| Directions for this task |
Using the records below, count the lines containing "plant" and give only the total.

Segment Start: Input data

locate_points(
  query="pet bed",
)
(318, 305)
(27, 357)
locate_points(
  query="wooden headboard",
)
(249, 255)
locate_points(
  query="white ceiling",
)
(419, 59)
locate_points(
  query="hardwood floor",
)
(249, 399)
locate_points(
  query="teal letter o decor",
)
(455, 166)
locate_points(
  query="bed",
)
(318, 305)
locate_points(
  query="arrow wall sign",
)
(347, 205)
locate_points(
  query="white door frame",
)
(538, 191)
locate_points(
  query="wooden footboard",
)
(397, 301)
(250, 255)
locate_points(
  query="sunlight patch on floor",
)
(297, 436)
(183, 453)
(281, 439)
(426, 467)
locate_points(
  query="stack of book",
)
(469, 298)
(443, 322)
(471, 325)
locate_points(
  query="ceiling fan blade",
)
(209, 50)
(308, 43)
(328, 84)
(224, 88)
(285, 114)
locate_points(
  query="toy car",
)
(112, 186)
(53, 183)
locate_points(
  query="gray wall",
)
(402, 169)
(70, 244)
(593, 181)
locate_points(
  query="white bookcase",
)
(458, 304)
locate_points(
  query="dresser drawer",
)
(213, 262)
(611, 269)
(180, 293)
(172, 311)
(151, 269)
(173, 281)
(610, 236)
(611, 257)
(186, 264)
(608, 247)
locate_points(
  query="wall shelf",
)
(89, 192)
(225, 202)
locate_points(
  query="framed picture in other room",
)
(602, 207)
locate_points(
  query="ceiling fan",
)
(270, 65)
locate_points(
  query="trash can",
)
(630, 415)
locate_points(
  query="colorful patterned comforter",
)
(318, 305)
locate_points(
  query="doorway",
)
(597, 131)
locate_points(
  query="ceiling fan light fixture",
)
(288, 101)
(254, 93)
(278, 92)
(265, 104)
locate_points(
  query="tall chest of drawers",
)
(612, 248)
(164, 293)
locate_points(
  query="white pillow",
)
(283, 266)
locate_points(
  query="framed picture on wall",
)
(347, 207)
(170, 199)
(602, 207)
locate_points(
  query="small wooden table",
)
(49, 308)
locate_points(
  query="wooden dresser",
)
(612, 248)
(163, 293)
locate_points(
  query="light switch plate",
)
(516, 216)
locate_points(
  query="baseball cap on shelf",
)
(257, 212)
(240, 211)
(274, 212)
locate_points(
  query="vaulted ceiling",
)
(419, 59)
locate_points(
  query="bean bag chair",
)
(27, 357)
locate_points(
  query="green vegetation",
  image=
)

Segment End: Input data
Segment Start: Input data

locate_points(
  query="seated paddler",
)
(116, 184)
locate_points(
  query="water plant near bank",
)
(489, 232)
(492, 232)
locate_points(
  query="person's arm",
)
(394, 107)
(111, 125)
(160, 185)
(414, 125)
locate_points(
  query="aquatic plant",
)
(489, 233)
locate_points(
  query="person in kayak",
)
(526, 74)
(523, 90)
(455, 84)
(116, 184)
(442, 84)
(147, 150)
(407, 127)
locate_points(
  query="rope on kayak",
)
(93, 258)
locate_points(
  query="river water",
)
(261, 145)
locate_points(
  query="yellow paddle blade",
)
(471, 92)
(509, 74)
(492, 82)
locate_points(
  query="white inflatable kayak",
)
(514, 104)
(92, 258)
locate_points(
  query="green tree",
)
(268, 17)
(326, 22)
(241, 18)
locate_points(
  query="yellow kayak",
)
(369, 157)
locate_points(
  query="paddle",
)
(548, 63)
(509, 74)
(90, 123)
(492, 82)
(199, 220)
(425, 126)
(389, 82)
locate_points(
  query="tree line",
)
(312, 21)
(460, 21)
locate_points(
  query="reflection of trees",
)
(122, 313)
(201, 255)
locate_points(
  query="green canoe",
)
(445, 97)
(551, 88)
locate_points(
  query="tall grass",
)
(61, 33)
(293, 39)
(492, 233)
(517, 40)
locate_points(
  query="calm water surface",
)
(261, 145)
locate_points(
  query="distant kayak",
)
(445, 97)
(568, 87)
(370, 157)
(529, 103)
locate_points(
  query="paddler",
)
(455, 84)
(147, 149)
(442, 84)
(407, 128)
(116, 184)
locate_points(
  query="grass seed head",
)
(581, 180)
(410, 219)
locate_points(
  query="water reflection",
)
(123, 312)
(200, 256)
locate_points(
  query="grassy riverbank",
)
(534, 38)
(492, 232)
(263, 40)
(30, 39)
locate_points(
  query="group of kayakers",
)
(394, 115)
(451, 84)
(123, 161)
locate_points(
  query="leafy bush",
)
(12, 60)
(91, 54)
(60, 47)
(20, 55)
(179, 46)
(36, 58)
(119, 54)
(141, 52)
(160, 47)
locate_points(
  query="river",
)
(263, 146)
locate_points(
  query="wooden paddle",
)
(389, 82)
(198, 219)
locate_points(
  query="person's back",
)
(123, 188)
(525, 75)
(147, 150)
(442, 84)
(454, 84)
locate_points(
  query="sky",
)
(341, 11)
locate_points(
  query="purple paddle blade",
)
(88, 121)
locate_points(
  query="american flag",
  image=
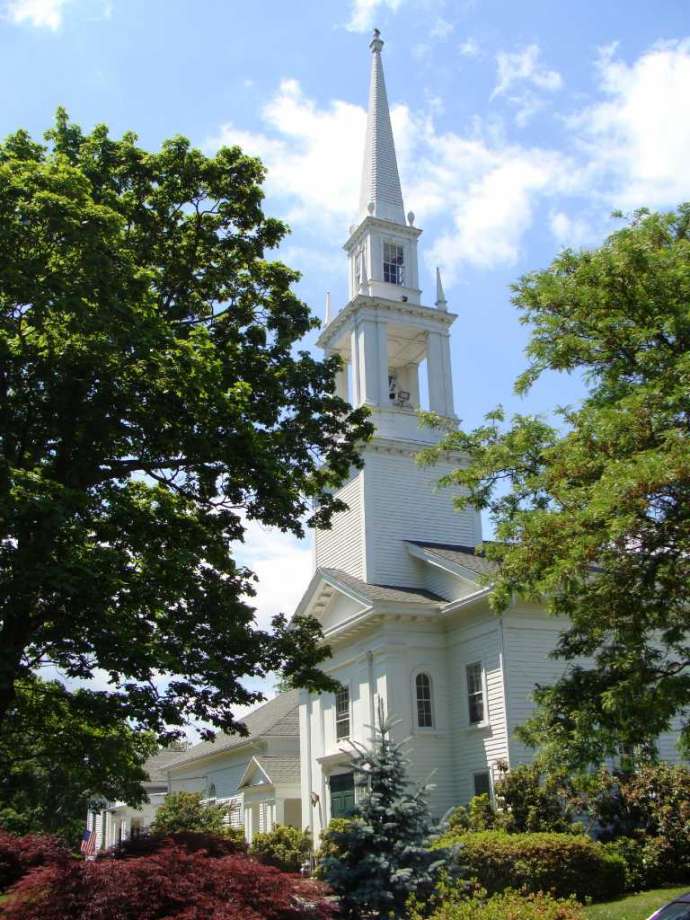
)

Segment End: Input data
Segment Start: Input data

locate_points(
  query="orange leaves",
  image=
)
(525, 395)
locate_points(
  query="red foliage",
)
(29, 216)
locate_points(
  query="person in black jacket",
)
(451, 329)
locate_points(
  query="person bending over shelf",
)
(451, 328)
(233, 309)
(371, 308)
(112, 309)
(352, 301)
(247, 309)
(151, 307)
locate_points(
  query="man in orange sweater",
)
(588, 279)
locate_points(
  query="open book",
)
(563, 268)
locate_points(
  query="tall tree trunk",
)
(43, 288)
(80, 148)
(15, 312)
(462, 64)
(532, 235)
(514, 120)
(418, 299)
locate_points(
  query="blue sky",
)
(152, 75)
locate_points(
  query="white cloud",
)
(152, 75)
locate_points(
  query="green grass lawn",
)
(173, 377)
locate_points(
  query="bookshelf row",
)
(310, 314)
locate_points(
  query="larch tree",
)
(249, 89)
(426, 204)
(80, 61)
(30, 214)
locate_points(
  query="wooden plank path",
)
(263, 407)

Segment End: Input data

| Result below |
2